TASK STATEMENT. Reproduce the material below verbatim, keeping every line in its original order.

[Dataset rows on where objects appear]
· · · · · · ·
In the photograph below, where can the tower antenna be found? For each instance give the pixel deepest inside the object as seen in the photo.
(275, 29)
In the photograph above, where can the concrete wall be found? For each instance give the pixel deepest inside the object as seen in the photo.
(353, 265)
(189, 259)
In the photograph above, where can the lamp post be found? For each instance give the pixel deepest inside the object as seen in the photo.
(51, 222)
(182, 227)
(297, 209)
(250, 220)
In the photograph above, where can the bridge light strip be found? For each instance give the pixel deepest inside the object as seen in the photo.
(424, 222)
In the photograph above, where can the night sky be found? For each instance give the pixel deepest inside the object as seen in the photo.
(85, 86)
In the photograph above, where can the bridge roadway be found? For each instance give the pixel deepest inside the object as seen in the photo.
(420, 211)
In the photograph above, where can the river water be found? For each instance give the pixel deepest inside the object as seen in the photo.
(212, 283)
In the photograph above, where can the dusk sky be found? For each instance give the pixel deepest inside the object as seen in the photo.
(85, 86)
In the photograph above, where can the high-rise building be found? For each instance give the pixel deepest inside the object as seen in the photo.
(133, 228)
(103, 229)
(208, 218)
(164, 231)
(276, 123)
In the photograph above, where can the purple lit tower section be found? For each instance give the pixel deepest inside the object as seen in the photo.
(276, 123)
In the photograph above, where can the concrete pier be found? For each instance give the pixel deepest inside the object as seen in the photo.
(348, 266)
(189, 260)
· · · · · · ·
REPLY TO THE TASK.
In the photograph below, where can the tower antenna be found? For each instance give the pixel deepest inside the object as seen in the photo.
(275, 29)
In the photograph above, where can the concrete wall be found? For each instance give the pixel deepest inside the object as seen in the photo.
(353, 265)
(189, 259)
In the photograph above, where can the lamp post be found? For each instance give the pixel deepest inside the object as seen in the photo.
(51, 222)
(182, 227)
(297, 209)
(250, 220)
In the photograph above, where can the bridge light strip be found? For each instance give the pixel deepest inside the object as seen in the photo.
(424, 222)
In the photograph above, where can the night sky be found? For each instance give the pixel deepest inside the object as seen in the photo.
(85, 86)
In the photograph above, where can the bridge roadway be found? For each instance give the pixel deepest inside the object as seen in the photo.
(420, 211)
In the photograph above, where can the river water be found? For each instance give the pixel deepest inside the object as seen in the photo.
(212, 283)
In the photograph above, where can the dusk sky be found? For each instance give the pixel deepest inside the object as seen in the photo.
(85, 86)
In the photograph above, where can the high-rise building be found? For each instance give the pixel deepest inside the object as seen in the photo.
(133, 228)
(103, 229)
(208, 218)
(164, 231)
(276, 123)
In the photograph above, where can the purple lit tower section be found? For each instance give the pixel deepest inside the object as seen in the photo.
(276, 123)
In the photograph above, where can the concrete pier be found? For each instance give the pixel deepest inside the object as seen in the photo.
(348, 266)
(189, 260)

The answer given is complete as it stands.